- [Problem details]:
Edit the review by rewriting the passage starting at "Jen Frankel’s novel" and ending at "in her self-actualization?", with "coffin" replaced by "casket".

Genres are useful constructs for discussing certain works of art, but it is important to remember that they are constructs, artificial categories that are not always helpful. You see this in confused reviews of books that don’t seem to conform to any specific genre expectations. (These books are sometimes lumped into “literary fiction,” which is often misconstrued as a catchall, “none of the above” category.)
The fluidity of genre is also demonstrated by hybrid works that mix genres. Consider these equations:
comedy + war = Catch 22
comedy + science fiction = Galaxy Quest
comedy + science fiction + high school romance = Back to the Future
high school romance + noir detective = Veronica Mars
science fiction + noir detective = Red Planet Blues
You could likely find examples of every genre mashup you could imagine. (I sense a parlour game in the making…)
Jen Frankel’s novel Undead Redhead combines humour with horror. It is the story of Sharon, a meek young woman who, in her life, didn’t seem to make much of an impression on the people around her. The novel starts with Sharon waking up in a coffin in a hearse, a strange pattern of stitches on her chest, her flesh slightly gamy. Could she be…a zombie? And, if she is, could it actually be an important milestone in her self-actualization?
Frankel has attempted an especially difficult combination to pull off, since the two genres affect the reader in conflicting ways. Well written horror will get the reader’s heart pumping and increase the amount of adrenaline, which prompts the “fight or flight” response in animals, in her body. It is meant to excite the reader. Successful humour, on the other hand, releases endorphins, the body’s natural painkillers, into the reader’s brain. This tends to calm the reader down.

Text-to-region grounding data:

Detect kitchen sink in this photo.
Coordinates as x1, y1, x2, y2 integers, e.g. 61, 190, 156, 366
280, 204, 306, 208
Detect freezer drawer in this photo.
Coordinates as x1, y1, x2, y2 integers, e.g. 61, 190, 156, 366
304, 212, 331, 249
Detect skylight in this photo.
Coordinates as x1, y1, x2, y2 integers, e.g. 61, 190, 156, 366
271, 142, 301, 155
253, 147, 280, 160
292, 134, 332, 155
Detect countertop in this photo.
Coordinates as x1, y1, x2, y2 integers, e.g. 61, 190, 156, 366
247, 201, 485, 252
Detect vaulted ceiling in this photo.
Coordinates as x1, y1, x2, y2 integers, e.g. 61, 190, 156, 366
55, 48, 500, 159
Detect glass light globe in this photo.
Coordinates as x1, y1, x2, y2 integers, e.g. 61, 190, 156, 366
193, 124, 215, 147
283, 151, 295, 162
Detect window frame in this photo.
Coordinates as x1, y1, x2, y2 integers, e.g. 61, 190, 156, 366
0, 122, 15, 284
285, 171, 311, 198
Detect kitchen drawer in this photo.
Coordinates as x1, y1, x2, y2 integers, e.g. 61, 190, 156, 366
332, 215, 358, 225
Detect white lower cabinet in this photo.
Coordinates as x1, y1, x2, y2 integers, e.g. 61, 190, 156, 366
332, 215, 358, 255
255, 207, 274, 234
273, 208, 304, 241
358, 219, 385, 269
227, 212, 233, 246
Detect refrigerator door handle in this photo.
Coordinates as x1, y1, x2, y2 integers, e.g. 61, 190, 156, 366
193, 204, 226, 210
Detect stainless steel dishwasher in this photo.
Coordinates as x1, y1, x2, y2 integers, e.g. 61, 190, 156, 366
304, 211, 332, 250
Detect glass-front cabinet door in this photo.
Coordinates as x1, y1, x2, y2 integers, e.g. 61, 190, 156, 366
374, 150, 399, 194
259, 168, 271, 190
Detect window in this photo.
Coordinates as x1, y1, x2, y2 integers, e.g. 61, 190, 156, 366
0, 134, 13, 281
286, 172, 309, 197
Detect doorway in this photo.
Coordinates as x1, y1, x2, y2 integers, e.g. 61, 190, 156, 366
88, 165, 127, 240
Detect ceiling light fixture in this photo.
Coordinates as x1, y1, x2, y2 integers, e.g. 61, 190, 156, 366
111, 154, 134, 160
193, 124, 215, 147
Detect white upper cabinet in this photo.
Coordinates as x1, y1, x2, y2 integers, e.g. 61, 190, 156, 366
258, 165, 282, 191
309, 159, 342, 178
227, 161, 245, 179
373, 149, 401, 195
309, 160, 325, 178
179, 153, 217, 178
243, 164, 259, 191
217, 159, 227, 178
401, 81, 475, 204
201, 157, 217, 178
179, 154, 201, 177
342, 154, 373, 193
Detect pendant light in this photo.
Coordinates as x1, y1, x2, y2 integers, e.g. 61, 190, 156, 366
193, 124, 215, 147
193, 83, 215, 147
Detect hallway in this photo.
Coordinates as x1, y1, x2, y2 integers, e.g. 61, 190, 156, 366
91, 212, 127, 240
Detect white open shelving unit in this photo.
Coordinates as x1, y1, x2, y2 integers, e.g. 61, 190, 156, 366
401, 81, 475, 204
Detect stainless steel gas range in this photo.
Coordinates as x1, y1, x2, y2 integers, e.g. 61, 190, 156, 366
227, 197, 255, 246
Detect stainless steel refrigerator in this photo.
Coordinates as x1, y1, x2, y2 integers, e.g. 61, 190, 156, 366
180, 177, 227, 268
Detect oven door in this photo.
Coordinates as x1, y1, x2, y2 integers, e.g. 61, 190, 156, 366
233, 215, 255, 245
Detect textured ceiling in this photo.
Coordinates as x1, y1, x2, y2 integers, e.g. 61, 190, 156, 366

- [Written reply]:
Jen Frankel’s novel Undead Redhead combines humour with horror. It is the story of Sharon, a meek young woman who, in her life, didn’t seem to make much of an impression on the people around her. The novel starts with Sharon waking up in a casket in a hearse, a strange pattern of stitches on her chest, her flesh slightly gamy. Could she be…a zombie? And, if she is, could it actually be an important milestone in her self-actualization?